━━ DOCUMENT SECTION

Recombinant antibody therapeutics are moving to a next generation of products, according to a keynote address by Ronald Levy, M.D., given at IBC's recent meeting held in San Diego, "Antibody Engineering and Therapeutics."
Dr. Levy is a professor of medicine at Stanford, and was responsible for one of the early successes of antibody therapeutics. In 1982 he and his colleagues reported successful treatment of a chemotherapy-refractory patient with low-grade follicular lymphoma using high doses of anti-idiotypic monoclonal antibodies.
This strategy takes advantage of the fact that certain tumors of the immune system display antibody molecules on their surface, and these antibody molecules possess unique CDR regions against which antibodies can be produced. In this case a murine anti-idiotypic antibody was injected into the patient, resulting in a complete remission.
The mechanism of action was unknown at the time, and apparently involved activation of immune networks that provided the patient with long-term protection, long after the antibody was eliminated from the patient's circulation.
This early success was a bright light in a dark period of anticancer antibody development, at a time when few positive results were observed in antibody trials, and the business and scientific communities were expressing a pessimistic view of the technology.
The introduction of recombinant antibody technologies and the development of human and humanized antibodies in the late 80s and 90s have moved many products through clinical trials and into the marketplace. Now the early successes are being followed by a new generation of improved products, as Dr. Levy discussed in the case of Genentech's Rituxan.
This antibody is approved for the treatment of B-cell lymphomas, and is directed against the CD20 protein, present on the surface of >95% of B cell lymphomas. In a clinical trial, a 48% overall response rate was achieved.
Today, Rituxan is used alone or in combination with a number of different chemotherapeutic treatments. When combined with fludarabine or fludarabine and cyclophosphamide, a high frequency of complete responses and prolonged progression-free survival are observed without significant toxicity.

━━━━
━━ DATASET ENTRIES

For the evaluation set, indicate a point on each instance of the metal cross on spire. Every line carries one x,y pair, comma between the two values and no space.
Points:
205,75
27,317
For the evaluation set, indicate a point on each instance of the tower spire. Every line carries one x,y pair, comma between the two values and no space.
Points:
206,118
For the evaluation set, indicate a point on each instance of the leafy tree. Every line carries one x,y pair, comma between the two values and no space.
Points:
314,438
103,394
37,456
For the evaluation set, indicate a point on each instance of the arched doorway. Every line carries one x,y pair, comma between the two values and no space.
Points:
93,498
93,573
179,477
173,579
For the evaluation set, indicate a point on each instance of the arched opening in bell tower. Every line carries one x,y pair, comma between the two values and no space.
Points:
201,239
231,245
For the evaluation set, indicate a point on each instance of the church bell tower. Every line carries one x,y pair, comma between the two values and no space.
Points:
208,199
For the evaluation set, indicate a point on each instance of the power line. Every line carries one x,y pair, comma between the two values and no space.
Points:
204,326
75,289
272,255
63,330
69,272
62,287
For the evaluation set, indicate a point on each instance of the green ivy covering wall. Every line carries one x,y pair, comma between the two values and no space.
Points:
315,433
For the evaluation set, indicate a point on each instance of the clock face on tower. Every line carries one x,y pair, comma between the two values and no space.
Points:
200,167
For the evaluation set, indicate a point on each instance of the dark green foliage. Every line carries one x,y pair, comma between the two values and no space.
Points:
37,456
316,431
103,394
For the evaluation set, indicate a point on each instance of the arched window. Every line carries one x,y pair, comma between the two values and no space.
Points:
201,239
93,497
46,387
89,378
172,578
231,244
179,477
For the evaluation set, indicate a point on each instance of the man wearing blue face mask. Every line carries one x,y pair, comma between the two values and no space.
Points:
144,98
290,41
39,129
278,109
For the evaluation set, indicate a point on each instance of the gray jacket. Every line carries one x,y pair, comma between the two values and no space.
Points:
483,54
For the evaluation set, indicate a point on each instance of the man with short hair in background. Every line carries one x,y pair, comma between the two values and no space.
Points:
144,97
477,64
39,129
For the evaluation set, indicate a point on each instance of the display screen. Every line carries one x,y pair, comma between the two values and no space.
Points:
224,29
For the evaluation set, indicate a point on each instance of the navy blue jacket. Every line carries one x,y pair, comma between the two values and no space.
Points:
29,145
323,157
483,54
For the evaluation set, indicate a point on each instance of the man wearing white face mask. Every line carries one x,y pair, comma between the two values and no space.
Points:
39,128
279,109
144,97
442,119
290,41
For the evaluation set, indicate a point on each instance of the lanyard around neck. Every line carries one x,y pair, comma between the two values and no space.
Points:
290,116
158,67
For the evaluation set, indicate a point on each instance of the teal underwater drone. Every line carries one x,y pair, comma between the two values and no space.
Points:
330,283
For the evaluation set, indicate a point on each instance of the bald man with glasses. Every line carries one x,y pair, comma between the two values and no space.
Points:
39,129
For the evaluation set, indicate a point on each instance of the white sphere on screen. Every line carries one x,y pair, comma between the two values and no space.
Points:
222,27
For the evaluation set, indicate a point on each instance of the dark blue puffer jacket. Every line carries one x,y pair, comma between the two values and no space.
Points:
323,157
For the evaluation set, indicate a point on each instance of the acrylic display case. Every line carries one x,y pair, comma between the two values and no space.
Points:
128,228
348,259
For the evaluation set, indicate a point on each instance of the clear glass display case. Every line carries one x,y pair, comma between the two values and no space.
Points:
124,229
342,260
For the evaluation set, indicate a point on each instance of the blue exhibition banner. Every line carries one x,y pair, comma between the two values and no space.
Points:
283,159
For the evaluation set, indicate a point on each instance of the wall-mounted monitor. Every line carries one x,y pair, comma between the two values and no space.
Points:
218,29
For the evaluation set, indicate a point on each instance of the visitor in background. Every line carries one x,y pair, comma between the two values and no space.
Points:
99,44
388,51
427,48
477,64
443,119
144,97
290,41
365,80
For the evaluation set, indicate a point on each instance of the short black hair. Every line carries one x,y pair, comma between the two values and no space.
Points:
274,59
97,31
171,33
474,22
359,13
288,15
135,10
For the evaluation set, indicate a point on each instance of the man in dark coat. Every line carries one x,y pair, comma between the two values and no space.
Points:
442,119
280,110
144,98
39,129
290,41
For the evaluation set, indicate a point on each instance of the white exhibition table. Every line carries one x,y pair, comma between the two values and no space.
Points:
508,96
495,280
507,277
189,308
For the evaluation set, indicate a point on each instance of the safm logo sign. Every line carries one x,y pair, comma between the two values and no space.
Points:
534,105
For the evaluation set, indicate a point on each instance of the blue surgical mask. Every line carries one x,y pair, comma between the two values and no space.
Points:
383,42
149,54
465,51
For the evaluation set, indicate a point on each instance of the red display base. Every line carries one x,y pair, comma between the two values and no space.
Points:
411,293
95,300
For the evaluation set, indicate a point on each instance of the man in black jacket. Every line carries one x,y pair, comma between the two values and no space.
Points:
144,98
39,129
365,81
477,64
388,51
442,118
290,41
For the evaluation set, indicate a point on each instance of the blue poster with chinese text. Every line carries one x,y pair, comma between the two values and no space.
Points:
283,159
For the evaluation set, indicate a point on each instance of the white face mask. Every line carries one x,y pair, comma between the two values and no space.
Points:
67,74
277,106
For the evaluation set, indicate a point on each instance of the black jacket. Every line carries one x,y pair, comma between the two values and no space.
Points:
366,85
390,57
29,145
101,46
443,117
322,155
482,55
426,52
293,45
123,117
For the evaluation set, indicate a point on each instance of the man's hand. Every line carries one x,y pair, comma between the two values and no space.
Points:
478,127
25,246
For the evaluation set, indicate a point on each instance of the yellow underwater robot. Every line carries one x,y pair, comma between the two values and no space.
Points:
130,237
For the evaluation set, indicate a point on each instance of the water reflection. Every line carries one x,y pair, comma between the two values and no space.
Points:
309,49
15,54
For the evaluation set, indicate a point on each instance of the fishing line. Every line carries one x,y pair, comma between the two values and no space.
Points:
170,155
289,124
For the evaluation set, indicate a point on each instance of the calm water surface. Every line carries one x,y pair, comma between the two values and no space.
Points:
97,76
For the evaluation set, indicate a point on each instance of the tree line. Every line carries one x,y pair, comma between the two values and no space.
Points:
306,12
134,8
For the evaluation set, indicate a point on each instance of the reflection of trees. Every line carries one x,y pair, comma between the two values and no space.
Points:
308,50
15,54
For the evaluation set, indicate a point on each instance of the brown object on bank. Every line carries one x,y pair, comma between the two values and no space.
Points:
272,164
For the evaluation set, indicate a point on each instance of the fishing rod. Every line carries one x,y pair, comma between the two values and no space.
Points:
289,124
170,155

━━━━

■ EXERCISE DETAILS: Name every organization that the article on antibody therapeutics mentions.

■ COMPLETED TASK: IBC, Stanford, Genentech